#### TEXT:
━━━━━━━━━━━━━━━━━━━━━━━━━━━━━━

I realised there’s something missing from this blog about the daily life of a dairy farmer and that’s the one job that must be done twice a day, every day: milking! So, here’s a pic of the spot where it all happens. Ours is what’s called a herringbone dairy. The cows stand on platforms on either side of the pit with their tails facing us. Each cow has a stall to herself to make sure she isn’t squashed or bossed off her feed by bigger or more dominant cows.
Our dairy has 32 sets of milking machines, so we can have 16 cows on each side and is equipped with automatic cup removers (those orange cylinders overhead) that take the machines off when the flow of milk decreases. This is a labour-saving device that also means there’s less risk of cows being over-milked. The curly blue cords hanging down are dispensers for a mix of iodine and glycerine that we spray on the cows’ teats to keep them soft, crack-free and hygienic.

━━━━━━━━━━━━━━━━━━━━━━━━━━━━━━

#### PROBLEMS TO WORK ON:
**1)** According to the milking post, why does each cow in the herringbone dairy get a stall to herself?
**2)** Continue the dairy-milking post from the end of its final sentence.

Point-per-instance localization data:
━━━━━━━━━━━━━━━━━━━━━━━━━━━━━━

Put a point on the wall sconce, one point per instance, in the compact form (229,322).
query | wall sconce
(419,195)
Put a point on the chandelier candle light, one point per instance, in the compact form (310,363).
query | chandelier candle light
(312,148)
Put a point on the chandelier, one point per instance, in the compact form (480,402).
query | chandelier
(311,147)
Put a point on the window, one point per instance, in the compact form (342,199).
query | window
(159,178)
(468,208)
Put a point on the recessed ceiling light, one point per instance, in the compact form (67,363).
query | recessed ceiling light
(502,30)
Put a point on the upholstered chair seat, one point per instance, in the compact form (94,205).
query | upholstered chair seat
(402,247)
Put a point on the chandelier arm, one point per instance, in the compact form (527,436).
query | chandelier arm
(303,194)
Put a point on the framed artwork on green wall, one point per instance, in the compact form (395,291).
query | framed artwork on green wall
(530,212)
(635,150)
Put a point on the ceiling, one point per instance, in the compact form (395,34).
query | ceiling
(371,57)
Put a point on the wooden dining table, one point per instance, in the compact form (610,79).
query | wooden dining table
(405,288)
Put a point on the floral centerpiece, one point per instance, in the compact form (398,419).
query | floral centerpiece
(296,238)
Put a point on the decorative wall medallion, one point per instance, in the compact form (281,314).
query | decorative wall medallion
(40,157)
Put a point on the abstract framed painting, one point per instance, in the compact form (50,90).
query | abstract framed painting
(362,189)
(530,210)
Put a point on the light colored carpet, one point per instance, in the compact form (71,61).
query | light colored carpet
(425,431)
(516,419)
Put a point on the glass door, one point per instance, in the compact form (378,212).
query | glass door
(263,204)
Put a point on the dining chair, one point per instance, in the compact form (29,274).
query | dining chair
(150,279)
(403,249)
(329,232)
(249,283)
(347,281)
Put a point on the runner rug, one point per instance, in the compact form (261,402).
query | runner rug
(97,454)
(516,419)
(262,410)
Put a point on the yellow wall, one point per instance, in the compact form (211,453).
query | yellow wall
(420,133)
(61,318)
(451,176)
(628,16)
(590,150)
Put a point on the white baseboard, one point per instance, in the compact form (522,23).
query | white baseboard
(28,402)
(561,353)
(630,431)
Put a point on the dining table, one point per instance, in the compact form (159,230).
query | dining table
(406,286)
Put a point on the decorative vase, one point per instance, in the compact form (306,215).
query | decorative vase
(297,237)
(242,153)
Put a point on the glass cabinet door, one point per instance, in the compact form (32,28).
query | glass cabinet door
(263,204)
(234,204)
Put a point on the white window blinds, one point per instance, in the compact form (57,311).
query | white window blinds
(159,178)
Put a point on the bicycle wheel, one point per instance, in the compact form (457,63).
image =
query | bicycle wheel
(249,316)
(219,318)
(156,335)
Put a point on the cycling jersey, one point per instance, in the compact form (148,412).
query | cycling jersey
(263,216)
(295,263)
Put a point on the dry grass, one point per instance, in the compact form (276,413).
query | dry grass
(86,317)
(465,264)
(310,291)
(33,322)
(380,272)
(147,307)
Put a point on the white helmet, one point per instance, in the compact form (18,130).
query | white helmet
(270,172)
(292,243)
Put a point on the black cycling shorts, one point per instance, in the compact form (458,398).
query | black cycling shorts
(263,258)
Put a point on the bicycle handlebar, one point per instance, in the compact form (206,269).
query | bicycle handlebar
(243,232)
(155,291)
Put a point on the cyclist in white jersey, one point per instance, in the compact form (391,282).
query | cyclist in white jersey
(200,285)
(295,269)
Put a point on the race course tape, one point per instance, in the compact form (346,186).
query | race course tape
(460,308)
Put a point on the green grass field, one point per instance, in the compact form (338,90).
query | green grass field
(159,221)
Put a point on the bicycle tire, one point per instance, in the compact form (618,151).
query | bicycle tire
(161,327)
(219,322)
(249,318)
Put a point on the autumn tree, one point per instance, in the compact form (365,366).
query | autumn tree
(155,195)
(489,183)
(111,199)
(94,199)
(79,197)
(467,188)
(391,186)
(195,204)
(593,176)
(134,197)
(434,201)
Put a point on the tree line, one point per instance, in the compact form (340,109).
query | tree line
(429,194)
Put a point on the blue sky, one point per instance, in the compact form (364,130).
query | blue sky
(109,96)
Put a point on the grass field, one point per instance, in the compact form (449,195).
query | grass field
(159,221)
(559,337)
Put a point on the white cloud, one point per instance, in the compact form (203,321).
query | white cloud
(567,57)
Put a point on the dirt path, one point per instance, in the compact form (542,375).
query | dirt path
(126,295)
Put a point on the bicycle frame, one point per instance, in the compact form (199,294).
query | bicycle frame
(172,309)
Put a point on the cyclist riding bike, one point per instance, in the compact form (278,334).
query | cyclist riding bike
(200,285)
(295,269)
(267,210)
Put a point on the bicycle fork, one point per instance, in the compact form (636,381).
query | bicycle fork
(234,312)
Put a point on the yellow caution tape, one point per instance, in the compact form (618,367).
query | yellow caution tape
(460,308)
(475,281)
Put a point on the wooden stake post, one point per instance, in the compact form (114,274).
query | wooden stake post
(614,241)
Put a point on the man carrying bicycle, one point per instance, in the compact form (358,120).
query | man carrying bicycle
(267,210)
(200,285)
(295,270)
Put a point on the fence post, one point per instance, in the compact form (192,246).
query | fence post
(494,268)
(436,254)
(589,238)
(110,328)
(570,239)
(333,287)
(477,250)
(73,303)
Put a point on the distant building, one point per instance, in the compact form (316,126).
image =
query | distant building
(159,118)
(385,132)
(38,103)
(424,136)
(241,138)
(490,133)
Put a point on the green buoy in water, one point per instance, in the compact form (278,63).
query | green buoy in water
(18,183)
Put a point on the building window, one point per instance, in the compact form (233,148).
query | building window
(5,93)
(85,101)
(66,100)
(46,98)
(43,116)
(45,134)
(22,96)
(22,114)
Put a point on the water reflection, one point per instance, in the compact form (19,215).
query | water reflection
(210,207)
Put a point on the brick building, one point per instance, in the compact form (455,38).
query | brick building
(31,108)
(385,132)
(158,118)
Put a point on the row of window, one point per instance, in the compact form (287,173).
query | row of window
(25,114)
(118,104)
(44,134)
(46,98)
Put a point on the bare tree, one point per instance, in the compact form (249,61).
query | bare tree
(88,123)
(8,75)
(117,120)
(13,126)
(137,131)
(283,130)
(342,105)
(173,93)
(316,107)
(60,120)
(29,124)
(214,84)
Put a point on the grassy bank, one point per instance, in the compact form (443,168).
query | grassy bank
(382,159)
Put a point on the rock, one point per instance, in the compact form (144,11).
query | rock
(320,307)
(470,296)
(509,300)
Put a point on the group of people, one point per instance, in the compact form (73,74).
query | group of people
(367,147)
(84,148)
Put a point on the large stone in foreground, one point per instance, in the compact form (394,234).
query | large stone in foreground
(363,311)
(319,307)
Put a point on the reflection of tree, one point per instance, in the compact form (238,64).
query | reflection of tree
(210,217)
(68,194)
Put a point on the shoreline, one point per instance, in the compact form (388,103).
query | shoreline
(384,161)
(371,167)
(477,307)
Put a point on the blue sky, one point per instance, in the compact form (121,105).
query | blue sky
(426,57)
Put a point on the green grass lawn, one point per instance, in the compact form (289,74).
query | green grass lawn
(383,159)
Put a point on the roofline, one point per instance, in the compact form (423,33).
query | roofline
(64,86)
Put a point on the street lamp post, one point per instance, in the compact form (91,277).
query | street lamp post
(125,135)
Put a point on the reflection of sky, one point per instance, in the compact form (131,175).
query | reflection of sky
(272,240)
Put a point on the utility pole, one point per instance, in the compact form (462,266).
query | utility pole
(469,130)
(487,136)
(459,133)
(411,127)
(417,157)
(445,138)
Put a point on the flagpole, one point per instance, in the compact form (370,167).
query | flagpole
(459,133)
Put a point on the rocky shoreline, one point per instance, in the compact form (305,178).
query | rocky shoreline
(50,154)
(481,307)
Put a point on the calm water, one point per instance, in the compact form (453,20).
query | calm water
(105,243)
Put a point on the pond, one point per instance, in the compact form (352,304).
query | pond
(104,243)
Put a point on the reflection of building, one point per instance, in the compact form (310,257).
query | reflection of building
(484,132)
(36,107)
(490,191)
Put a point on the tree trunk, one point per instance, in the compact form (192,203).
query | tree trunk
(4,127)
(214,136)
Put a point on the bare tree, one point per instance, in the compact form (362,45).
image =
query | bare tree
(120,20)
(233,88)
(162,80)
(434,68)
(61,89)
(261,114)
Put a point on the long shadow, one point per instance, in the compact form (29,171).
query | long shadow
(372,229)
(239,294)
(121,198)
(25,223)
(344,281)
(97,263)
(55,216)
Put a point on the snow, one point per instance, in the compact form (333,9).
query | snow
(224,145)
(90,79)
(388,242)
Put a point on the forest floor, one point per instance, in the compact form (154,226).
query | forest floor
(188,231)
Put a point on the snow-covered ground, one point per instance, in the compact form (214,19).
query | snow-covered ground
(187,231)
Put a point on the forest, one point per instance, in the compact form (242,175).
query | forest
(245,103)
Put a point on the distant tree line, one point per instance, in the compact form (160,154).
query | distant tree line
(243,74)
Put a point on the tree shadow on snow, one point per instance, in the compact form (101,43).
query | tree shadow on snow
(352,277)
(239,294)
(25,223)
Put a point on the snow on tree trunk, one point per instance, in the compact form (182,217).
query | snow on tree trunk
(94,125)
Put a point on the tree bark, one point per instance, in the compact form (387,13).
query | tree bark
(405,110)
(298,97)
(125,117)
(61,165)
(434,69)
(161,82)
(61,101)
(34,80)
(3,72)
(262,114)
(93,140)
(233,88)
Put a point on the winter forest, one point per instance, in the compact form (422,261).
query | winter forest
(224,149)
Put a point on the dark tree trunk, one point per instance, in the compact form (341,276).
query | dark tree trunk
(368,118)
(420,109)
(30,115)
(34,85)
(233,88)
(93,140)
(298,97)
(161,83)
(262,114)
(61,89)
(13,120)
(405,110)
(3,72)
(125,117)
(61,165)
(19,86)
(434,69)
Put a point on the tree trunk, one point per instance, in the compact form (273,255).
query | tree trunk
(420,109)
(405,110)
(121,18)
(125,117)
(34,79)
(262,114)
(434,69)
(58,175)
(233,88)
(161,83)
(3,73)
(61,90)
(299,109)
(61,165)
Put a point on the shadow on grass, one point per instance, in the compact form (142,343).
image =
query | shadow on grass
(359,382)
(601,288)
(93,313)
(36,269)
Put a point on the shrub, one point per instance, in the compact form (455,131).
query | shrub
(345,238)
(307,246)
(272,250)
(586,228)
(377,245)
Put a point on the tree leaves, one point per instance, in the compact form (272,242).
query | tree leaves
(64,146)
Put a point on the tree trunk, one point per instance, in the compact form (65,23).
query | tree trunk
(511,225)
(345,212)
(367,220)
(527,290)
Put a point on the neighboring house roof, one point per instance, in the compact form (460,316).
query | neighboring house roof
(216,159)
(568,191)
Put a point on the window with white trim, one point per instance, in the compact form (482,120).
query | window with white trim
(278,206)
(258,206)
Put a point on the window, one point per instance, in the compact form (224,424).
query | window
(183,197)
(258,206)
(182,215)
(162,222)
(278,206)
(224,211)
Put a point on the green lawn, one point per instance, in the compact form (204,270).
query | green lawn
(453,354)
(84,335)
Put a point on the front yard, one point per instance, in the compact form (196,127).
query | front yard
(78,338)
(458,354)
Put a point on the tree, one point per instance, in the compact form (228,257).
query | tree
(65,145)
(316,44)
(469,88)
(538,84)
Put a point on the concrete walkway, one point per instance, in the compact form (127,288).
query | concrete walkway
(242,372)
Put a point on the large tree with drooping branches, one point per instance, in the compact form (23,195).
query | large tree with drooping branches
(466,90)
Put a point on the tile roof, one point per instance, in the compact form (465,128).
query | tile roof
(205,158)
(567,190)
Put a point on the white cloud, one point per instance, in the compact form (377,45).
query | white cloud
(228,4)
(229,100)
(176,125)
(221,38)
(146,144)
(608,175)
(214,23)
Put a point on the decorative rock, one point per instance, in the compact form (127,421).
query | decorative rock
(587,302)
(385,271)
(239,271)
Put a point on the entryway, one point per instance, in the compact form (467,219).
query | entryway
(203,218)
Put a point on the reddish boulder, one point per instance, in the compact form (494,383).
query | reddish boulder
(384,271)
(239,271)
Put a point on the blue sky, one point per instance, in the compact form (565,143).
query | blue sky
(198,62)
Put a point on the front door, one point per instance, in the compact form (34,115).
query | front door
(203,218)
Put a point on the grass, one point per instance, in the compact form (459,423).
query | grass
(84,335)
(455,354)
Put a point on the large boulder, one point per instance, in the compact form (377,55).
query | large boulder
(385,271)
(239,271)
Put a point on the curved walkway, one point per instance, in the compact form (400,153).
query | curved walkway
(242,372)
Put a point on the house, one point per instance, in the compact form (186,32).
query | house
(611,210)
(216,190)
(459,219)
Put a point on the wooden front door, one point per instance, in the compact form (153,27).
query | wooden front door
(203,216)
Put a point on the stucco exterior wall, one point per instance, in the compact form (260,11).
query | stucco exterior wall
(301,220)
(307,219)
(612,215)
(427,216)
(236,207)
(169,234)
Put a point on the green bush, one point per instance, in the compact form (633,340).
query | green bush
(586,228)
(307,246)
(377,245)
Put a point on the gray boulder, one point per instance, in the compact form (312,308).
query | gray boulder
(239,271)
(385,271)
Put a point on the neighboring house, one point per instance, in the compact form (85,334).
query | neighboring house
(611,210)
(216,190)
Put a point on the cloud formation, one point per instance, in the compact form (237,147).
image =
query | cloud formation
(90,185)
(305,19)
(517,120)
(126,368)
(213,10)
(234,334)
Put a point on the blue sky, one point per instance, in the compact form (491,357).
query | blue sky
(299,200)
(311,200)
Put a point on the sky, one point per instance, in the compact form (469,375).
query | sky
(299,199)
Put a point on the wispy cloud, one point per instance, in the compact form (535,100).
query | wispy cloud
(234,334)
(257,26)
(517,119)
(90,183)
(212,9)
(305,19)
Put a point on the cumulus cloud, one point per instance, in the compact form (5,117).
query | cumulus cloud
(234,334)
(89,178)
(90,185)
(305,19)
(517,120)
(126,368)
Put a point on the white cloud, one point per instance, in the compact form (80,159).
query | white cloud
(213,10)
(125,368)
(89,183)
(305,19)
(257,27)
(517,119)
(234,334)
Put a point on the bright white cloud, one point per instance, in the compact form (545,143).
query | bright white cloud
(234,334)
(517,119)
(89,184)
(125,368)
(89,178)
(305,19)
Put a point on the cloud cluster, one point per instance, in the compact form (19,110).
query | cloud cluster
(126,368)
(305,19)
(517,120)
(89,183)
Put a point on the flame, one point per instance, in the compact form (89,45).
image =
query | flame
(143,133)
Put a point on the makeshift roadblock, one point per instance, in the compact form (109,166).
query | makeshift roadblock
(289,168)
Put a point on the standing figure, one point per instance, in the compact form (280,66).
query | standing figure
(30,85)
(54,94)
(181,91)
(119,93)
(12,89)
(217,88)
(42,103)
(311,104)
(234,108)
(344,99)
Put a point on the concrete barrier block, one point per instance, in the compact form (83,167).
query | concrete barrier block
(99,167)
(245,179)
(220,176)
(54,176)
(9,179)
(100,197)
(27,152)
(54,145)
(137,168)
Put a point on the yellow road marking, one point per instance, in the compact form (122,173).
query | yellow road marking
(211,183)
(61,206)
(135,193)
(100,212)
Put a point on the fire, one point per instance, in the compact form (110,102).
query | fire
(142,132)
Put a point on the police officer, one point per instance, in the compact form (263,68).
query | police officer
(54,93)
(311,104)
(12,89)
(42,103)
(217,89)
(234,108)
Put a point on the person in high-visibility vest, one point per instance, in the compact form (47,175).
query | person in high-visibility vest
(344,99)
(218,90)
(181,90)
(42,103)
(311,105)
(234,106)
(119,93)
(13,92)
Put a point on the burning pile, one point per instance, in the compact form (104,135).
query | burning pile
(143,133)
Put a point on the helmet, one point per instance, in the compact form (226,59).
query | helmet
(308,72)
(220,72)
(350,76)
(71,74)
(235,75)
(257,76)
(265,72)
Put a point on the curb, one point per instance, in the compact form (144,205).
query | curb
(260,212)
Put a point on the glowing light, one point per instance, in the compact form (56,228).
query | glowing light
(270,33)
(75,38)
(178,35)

━━━━━━━━━━━━━━━━━━━━━━━━━━━━━━

#### TASK RESPONSES:
**1)** Each cow has her own stall so she isn't squashed or bossed off her feed by bigger or more dominant cows.

**2)**
At the nose of each cow is a bail that holds grain for her to eat while she’s being milked. It’s a nice way of helping cows enjoy their time in the dairy and ensures nobody misses out on her ration of supplementary (that is, additional to grass) high-energy, high-protein feed. We control the amount of grain that’s dispensed with a timer dial on the white box overhead at the centre of the pit.
You’ll also see a whiteboard near Zoe. We write notes on this about which cow needs treatment, with what, and for how long.
I took this pic without cows because it’s nice and light that way but am working on a video to show you what happens when the dairy’s in action. Let me know if there’s anything you particularly want to see.